* Task prompt:
Each record below must be retyped exactly, with nothing left out.

* Working data:
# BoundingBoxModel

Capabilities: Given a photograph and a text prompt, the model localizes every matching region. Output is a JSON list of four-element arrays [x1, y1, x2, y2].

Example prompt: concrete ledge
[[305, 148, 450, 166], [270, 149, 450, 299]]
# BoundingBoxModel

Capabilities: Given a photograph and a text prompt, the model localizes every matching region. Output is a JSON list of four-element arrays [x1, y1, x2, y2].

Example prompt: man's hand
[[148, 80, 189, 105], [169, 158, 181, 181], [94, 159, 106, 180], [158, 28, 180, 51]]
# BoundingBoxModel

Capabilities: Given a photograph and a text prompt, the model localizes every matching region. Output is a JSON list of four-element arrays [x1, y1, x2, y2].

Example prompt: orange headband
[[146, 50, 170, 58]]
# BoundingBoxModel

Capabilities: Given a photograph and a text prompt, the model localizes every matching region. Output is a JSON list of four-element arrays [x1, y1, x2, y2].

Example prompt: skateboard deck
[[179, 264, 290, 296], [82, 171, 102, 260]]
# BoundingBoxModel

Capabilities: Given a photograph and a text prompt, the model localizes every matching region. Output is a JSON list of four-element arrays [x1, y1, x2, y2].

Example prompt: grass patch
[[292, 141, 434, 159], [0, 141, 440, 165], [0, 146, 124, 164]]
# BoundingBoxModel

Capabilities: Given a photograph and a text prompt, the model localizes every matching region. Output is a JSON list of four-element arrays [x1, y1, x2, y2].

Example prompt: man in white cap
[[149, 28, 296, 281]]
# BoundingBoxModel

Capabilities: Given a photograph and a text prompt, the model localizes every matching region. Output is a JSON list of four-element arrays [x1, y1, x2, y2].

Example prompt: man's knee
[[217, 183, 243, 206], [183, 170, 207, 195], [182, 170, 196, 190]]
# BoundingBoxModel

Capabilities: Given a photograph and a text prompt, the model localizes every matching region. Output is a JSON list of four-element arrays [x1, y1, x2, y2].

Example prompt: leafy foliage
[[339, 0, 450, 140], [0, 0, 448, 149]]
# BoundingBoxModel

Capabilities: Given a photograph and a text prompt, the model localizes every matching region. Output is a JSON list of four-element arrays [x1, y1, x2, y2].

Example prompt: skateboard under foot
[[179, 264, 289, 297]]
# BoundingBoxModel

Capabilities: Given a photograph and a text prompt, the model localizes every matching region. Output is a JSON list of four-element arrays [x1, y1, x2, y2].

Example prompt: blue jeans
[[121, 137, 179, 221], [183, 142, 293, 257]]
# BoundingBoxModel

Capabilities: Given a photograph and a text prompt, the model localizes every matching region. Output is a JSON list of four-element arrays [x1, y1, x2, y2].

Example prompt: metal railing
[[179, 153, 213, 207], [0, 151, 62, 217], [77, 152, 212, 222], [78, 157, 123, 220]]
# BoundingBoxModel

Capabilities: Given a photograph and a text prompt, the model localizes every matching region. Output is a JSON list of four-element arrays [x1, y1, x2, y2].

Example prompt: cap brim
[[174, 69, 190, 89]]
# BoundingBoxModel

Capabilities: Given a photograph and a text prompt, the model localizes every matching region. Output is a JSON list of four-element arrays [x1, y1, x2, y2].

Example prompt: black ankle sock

* Solution below:
# BoundingBoxModel

Capabilities: Given a photograph and a text prompt, the model localizes every matching region. Output is a JSON list of four-element arrays [x1, y1, x2, y2].

Example prompt: concrete ledge
[[305, 148, 450, 166], [270, 149, 450, 299]]
# BoundingBoxModel

Capabilities: Given a photograph and a text prompt, the model localizes every matching region. Output is a JSON list of four-element arrays [x1, y1, x2, y2].

Example prompt: man's hand
[[148, 80, 189, 105], [169, 158, 181, 181], [94, 159, 106, 180], [158, 28, 180, 51]]
# BoundingBoxModel

Capabilities: Given a photograph and a text prompt, the model localizes every matching region. Output is a JSON list of four-element arrays [x1, y1, x2, y2].

Example prompt: orange headband
[[146, 50, 170, 58]]
# BoundingBoxModel

Capabilities: Given a photograph and a text prompt, the model localizes every matching region. Output is a JSON list of four-element arrays [x1, y1, x2, y2].

Example prompt: skateboard deck
[[179, 264, 290, 296], [82, 171, 102, 260]]
# BoundingBoxModel

Capabilities: Given a photograph and a text prompt, the model localizes every matching region. Output is a JSON list of four-element arrays [x1, y1, x2, y2].

Example prompt: grass patch
[[292, 141, 434, 159], [0, 141, 440, 165], [0, 146, 124, 164]]
# BoundingBoxModel

Capabilities: Given a photograph and a text prompt, the model localizes every matching region. Output is a JSON list of four-element arrays [x1, y1, x2, y2].

Example prompt: man in white cap
[[149, 28, 296, 281]]
# BoundingBoxModel

Capabilities: Given a photograph and a text prompt, the model localizes every matching region. Output is a JSON list of four-element arrays [x1, y1, x2, y2].

Example prompt: man's knee
[[217, 183, 243, 206], [183, 170, 207, 195], [182, 170, 196, 190]]
# BoundingBoxModel

Capabilities: Given a photograph and a text prompt, the model localizes every matching region. Output is a JSON list of four-element arrays [x1, y1, x2, y2].

Example prompt: leafy foliage
[[339, 0, 450, 140], [0, 0, 448, 149]]
# BoundingBoxModel

Capabilities: Given a photograph and a text prompt, the model localizes every matching region. Output is a JSON list of four-element arrays [x1, y1, x2, y2].

Example prompt: skateboard under foot
[[179, 264, 289, 297]]
# BoundingBoxModel

Capabilities: Given a photograph and a text prompt, the model localizes every matching region. Output is a JSON list of four-element arrays [x1, y1, x2, y2].

Example prompt: blue jeans
[[121, 137, 179, 221], [183, 142, 293, 257]]
# BoundingBoxModel

Capabilities: Given a photograph and a text prompt, the model localizes every matching region. Output is a JSON list of four-element arrays [x1, y1, x2, y2].

Example prompt: metal railing
[[179, 153, 213, 207], [0, 151, 62, 217], [77, 152, 212, 222], [78, 157, 123, 220]]
# BoundingBoxModel

Capabilities: Given a photograph and a text prompt, the model localizes every matching region. Output is a JSON list of four-element arrays [x1, y1, x2, y2].

Example prompt: cap brim
[[174, 69, 190, 89]]
# BoundingBoxModel

Capabilities: Given a photograph and a text prompt, the model localizes every matching region. Output is a JSON list of four-element arrays [x1, y1, x2, y2].

Example prompt: black ankle sock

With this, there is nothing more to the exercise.